◆ **EXERCISES TO COMPLETE**
• a. Please quote the project summaries between "Recent studies have" and "for online tasks.", inclusive.
• b. Continue the project summaries from where they stop.

◆ **SELECTED TEXT**
^^^^

Recent studies have converted planning trajectory optimization to a probabilistic setting, aiming to sample from the posterior distribution of trajectories so can be solved by learning the score function for diffusion processes. However, such methods require expert trajectory demonstrations and struggle in long-horizon planning. In this work, we proposed Model-Based Diffusion Optimal Control (MDOC), which develops a model-based diffusion motion planning that analytically calculates the score function through Monte Carlo Approximation, so no demonstration data is required. We also equip the method with Model Predictive Control settings to improve planning performance within long horizons for online tasks.


Group 6

A novel approach is introduced to improve Conflict-Based Search (CBS) for multi-agent pathfinding (MAPF) problems by developing a deep learning-based oracle to predict the utility of conflicts in search expansion. The proposed solution trains a transformer model to predict which conflict from a set should be chosen for use in expansion, based on the paths and conflicts encountered in prior search iterations. The model is iteratively trained, starting with a classical oracle and refining over multiple cycles. Unlike previous work, which approximates oracle performance, this method uses Monte Carlo trials to attempt to estimate the true utility of conflicts.


Group 7

This project adapts the AlphaMaze pipeline, originally designed to teach a large language model (LLM) to solve single-agent textual mazes, to address multi-agent pathfinding (MAPF) tasks in small grid environments. The approach uses supervised fine-tuning (SFT) on solver-generated trajectories to train the model to coordinate multiple agents, avoid collisions, and efficiently reach goals. Given the limited multi-step planning capabilities of LLMs, the project explores whether expert data fine-tuning alone can yield collision-free solutions that scale to small-to-medium MAPF instances. Empirical results aim to provide insights into the feasibility of using text-based LLMs for multi-agent coordination tasks.

^^^^

◆ **DATA EXCERPTS**

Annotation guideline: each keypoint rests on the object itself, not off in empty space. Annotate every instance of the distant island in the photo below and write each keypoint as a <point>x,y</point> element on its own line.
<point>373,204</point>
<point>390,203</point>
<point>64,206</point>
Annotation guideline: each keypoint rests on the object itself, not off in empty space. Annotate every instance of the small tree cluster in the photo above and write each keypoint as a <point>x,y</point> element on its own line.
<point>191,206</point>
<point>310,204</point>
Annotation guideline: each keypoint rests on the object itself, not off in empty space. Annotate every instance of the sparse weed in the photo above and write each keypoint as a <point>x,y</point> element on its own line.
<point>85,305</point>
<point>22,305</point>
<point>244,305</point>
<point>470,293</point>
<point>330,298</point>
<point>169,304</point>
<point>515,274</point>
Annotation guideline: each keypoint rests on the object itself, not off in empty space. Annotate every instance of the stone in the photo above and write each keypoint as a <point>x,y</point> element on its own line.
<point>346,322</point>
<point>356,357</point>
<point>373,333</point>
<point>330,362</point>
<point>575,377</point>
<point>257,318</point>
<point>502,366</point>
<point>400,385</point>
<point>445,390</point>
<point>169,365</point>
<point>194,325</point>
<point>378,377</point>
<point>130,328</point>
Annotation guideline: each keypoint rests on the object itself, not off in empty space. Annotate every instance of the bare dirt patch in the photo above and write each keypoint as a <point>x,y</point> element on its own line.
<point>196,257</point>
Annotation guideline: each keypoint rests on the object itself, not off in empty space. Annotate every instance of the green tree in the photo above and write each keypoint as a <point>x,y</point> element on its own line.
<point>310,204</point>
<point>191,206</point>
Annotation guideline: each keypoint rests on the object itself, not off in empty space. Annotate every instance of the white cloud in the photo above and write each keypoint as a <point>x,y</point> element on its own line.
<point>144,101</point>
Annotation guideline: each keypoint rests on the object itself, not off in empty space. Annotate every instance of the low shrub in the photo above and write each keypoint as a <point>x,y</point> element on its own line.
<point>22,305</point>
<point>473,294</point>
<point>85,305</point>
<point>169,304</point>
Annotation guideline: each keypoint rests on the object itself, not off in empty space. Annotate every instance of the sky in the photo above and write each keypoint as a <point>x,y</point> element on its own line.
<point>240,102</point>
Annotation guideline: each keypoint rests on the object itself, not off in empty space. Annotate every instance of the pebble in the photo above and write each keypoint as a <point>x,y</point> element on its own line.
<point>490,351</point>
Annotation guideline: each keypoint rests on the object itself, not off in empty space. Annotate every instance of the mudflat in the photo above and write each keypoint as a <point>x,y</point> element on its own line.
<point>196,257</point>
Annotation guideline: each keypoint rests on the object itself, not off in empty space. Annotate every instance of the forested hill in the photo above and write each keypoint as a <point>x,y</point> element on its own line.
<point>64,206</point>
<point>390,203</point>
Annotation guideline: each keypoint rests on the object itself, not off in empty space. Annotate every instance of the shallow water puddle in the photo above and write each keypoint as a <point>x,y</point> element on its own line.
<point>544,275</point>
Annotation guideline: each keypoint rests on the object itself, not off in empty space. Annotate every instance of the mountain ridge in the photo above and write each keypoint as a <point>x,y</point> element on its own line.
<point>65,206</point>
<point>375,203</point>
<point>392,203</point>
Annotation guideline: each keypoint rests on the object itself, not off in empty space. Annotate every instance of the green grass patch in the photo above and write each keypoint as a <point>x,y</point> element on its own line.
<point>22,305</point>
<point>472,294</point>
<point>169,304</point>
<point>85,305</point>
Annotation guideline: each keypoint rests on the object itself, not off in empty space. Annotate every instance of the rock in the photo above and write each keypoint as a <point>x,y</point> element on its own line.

^^^^

◆ **ANSWERS BY ITEM NUMBER**
• a.
Recent studies have converted planning trajectory optimization to a probabilistic setting, aiming to sample from the posterior distribution of trajectories so can be solved by learning the score function for diffusion processes. However, such methods require expert trajectory demonstrations and struggle in long-horizon planning. In this work, we proposed Model-Based Diffusion Optimal Control (MDOC), which develops a model-based diffusion motion planning that analytically calculates the score function through Monte Carlo Approximation, so no demonstration data is required. We also equip the method with Model Predictive Control settings to improve planning performance within long horizons for online tasks.

• b.
Group 8

Unmanned Ground Vehicles (UGVs) often have difficulty exploring complex environments due to obstacles such as stairs and rough terrain. Unmanned Aerial Vehicles (UAVs) can provide a good view from above but have short flight times, limiting their effectiveness for large areas. Combining a UAV with a UGV can use the strengths of both. We propose a multi-robot exploration framework where UAV and UGV work together to create a shared map and plan their paths. Our system uses a Conflict-Based Search (CBS) approach for assigning exploration tasks and coordinates robots through a global planner (Probabilistic Roadmap and Traveling Salesman Problem) and local planners (A* search). Simulation results in an office-like environment showed that using UAV and UGV together explored the area faster and more completely than using each robot alone. Our framework improves coverage and efficiency in multi-robot exploration tasks.


Group 9

Within the spectrum of Multi-Agent Path Finding (MAPF) algorithms, there is often a trade-off between the speed/scalability of the algorithm and the solution optimality/theoretical properties it provides. This work looks at a way of breaking this trade-off through exploiting the properties of the given MAPF instance. The proposed method Decoupled Conflict Based Search (DCBS) identifies a set of non-blocking cells within the graph, assigns priorities to agents based on whether their start/goal states are blocking, and plans agents in groups in descending priority. This effectively decouples the problem into a series of smaller subproblems, which in turn makes the algorithm more scalable while maintaining completeness. Experimental results show that DCBS has faster runtime and better scalability than Priority Based Search and has almost identical solution costs.